§ WORK REQUIRED: Lay out all of the material below as a numbered list, one line per entry, with no blank lines.

§ DATA:
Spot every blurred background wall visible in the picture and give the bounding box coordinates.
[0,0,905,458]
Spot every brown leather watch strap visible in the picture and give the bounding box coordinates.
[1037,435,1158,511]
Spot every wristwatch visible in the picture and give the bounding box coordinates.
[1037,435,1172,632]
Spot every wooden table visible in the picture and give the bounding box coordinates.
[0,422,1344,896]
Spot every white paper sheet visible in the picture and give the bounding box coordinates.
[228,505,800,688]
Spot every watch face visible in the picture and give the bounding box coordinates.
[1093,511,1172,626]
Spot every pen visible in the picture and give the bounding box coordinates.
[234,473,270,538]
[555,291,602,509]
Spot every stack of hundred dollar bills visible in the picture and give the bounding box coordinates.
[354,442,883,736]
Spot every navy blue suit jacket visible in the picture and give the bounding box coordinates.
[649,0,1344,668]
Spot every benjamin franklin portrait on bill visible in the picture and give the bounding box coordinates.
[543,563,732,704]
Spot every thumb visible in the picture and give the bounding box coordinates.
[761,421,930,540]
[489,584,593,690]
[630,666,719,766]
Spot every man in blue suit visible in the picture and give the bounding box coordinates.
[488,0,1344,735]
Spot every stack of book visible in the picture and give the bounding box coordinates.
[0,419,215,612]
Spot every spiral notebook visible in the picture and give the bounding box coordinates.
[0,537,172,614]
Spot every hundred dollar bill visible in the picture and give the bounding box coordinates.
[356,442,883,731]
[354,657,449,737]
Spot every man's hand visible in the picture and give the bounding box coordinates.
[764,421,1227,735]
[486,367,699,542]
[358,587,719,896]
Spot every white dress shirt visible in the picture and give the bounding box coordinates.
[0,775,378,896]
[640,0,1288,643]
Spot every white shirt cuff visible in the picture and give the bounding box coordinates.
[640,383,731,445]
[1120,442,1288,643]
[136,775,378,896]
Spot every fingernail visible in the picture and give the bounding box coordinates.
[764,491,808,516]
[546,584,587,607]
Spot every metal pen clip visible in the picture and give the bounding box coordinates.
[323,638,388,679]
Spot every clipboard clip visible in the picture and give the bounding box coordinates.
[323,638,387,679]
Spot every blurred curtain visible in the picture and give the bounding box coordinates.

§ ANSWER TO THIS TASK:
1. Spot every blurred background wall visible in the picture and give the bounding box coordinates.
2. [0,0,905,458]
3. Spot every brown leather watch strap visible in the picture and give the bounding box coordinates.
4. [1037,435,1158,511]
5. Spot every wristwatch visible in the picture and give the bounding box coordinates.
6. [1037,435,1172,632]
7. Spot every wooden table visible in the picture and give the bounding box coordinates.
8. [0,422,1344,896]
9. Spot every white paper sheet visible in the picture and give the bounding box coordinates.
10. [228,505,800,688]
11. Spot every watch face visible in the picture and give the bounding box coordinates.
12. [1093,511,1172,626]
13. Spot every pen visible in the picture and give the bounding box coordinates.
14. [234,473,270,538]
15. [555,291,602,509]
16. Spot every stack of hundred dollar bills visible in the picture and give the bounding box coordinates.
17. [354,442,883,736]
18. Spot every navy blue suit jacket visible in the picture and give the bounding box coordinates.
19. [649,0,1344,668]
20. Spot every benjamin franklin portrait on bill visible in the picture and give the bounding box coordinates.
21. [543,563,732,704]
22. Spot every thumb visible in the picture and give the bounding box coordinates.
23. [761,421,930,540]
24. [489,584,593,690]
25. [630,666,719,766]
26. Spot every man in blue suit visible in the picture and give the bounding box coordinates.
27. [488,0,1344,735]
28. Spot every stack of book visible in the picture and give the bounding box coordinates.
29. [0,419,215,612]
30. Spot every spiral notebook visible in the picture and give the bounding box coordinates.
31. [0,537,172,614]
32. Spot every hundred dollar bill visible in the picture and give the bounding box coordinates.
33. [356,442,883,731]
34. [354,657,449,737]
35. Spot every man's hand visible in the picture and give the bounding box coordinates.
36. [764,421,1227,735]
37. [486,367,699,542]
38. [358,587,719,896]
39. Spot every white dress shirt visible in the picture and give the bounding box coordinates.
40. [0,775,378,896]
41. [640,0,1288,643]
42. Spot every white shirt cuff visible in the picture and give the bounding box coordinates.
43. [640,383,731,445]
44. [1120,442,1288,643]
45. [136,775,378,896]
46. Spot every fingernail visible in the picture and give the bounding box coordinates.
47. [764,491,808,516]
48. [546,584,587,607]
49. Spot every metal pen clip visible in the picture and give the bounding box coordinates.
50. [323,638,388,679]
51. Spot every clipboard clip visible in the picture and give the bounding box coordinates.
52. [323,638,387,679]
53. Spot every blurred curtain visible in the picture and give the bounding box coordinates.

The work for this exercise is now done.